> **Instructions to follow**
Convert everything in the entries below, from the line containing "the spa tile" down to the line containing "of the pool", into a Markdown table with the columns Row and Line, omitting any blank lines.

Named-object pointing entries
>> BEGIN

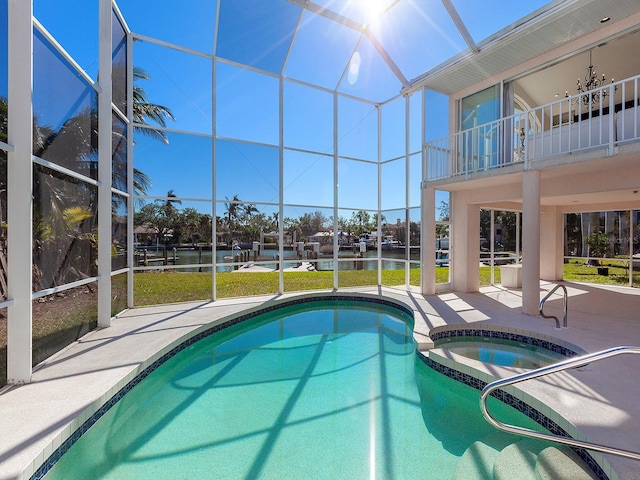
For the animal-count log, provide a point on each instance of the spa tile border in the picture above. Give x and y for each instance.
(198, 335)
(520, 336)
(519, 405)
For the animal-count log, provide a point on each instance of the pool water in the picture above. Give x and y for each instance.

>> END
>> BEGIN

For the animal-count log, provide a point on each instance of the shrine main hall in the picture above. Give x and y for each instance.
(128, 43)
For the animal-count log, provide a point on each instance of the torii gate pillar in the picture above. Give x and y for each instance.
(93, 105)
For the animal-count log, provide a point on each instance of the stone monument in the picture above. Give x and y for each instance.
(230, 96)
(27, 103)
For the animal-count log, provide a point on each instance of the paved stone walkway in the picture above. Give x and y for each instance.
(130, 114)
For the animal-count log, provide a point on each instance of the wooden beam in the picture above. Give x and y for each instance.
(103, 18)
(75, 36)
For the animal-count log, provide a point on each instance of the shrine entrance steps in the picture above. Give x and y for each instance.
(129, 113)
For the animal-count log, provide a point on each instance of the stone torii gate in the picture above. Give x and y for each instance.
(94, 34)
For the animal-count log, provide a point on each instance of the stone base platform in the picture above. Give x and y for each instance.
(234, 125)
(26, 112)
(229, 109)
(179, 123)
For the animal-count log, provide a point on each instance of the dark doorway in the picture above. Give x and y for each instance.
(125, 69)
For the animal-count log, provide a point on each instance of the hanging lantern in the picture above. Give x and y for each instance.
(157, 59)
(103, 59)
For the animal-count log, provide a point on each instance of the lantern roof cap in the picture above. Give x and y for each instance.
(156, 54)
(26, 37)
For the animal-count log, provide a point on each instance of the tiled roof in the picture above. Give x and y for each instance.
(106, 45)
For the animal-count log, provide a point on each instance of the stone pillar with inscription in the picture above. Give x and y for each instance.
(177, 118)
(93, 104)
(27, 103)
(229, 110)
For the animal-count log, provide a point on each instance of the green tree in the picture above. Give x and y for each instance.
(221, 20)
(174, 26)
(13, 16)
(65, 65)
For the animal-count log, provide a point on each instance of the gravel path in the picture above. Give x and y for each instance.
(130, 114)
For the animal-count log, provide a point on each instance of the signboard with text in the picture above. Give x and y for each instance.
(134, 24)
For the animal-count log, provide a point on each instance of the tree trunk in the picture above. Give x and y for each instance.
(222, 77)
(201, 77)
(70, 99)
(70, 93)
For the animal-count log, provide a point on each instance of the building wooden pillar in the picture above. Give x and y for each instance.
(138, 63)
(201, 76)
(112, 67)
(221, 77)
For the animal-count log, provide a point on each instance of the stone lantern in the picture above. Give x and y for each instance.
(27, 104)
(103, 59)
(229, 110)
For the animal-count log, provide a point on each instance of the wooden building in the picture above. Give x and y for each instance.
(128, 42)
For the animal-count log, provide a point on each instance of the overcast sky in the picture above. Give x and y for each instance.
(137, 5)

>> END

> **Finished exercise**
| Row | Line |
|---|---|
| 1 | For the animal-count log, provide a point on each instance of the spa tile border in the picture above. Give x and y for each instance. |
| 2 | (198, 335) |
| 3 | (520, 336) |
| 4 | (519, 405) |
| 5 | For the animal-count log, provide a point on each instance of the pool water in the picture above. Give x and y for each instance. |